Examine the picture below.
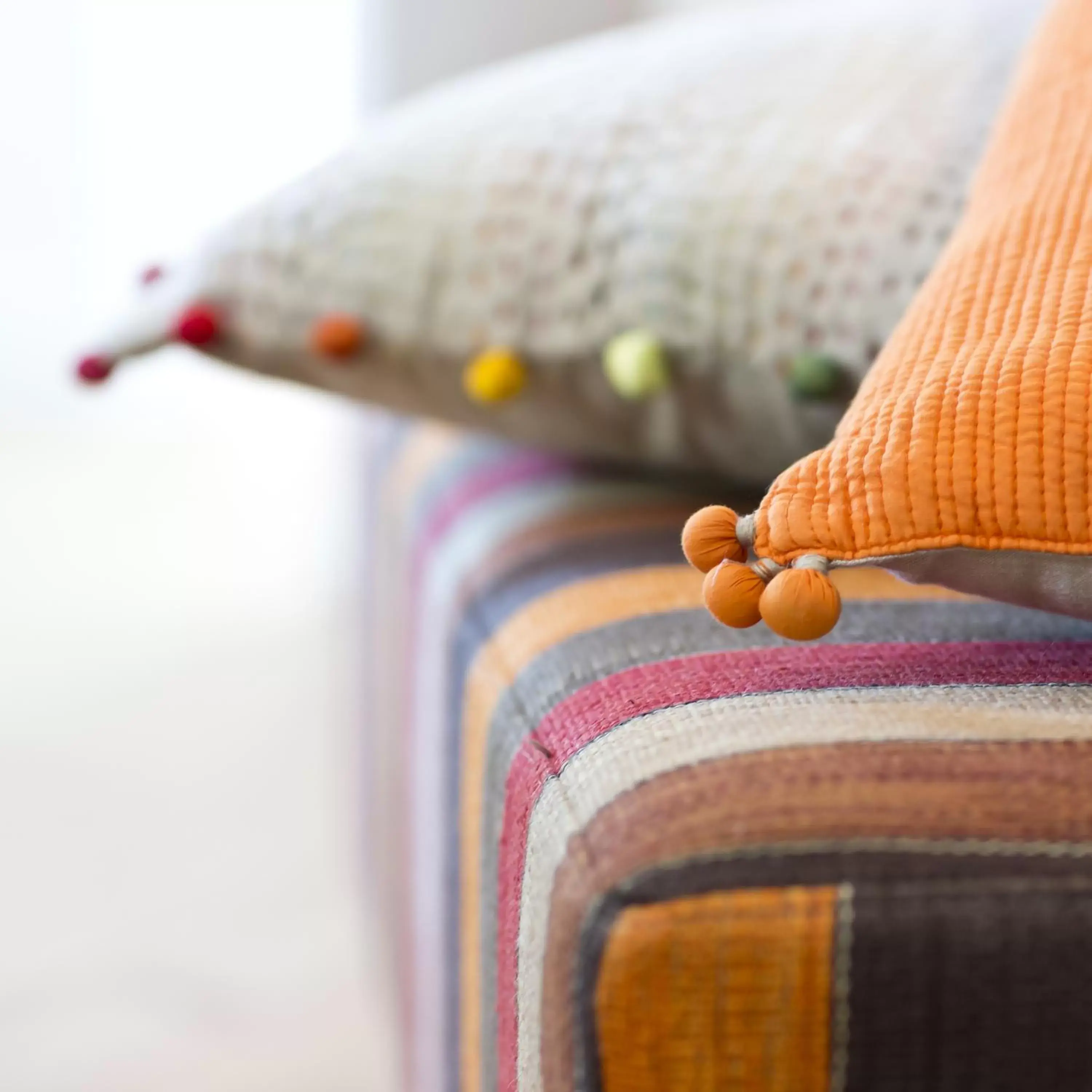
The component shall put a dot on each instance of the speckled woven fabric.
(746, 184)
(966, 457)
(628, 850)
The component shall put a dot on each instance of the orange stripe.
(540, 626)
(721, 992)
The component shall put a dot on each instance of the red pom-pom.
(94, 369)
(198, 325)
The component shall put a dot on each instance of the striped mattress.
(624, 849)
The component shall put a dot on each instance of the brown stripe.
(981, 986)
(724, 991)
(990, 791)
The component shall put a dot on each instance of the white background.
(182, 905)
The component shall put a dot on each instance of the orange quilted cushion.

* * * * * * *

### To be done
Convert the records above into a numbered list with one line per entry, omitting the pictures and any blank lines.

### The output
1. Examine the picture below.
2. The component shall put a dot on each instance of the speckled woven fabric.
3. (746, 184)
4. (966, 457)
5. (628, 850)
6. The component shall put a dot on each instance of the orange stripe.
7. (540, 626)
8. (721, 992)
9. The component shall put a dot on each instance of the red pom-pom.
10. (94, 369)
11. (198, 325)
12. The component shall put a dot on each instance of the striped mattress.
13. (624, 849)
14. The component shall put a dot on each instance of the brown stripe.
15. (981, 986)
16. (724, 991)
17. (990, 791)
18. The component shall put a dot on each instance of the white background.
19. (182, 905)
20. The component shall put a dot on each instance of the orange quilted cushion.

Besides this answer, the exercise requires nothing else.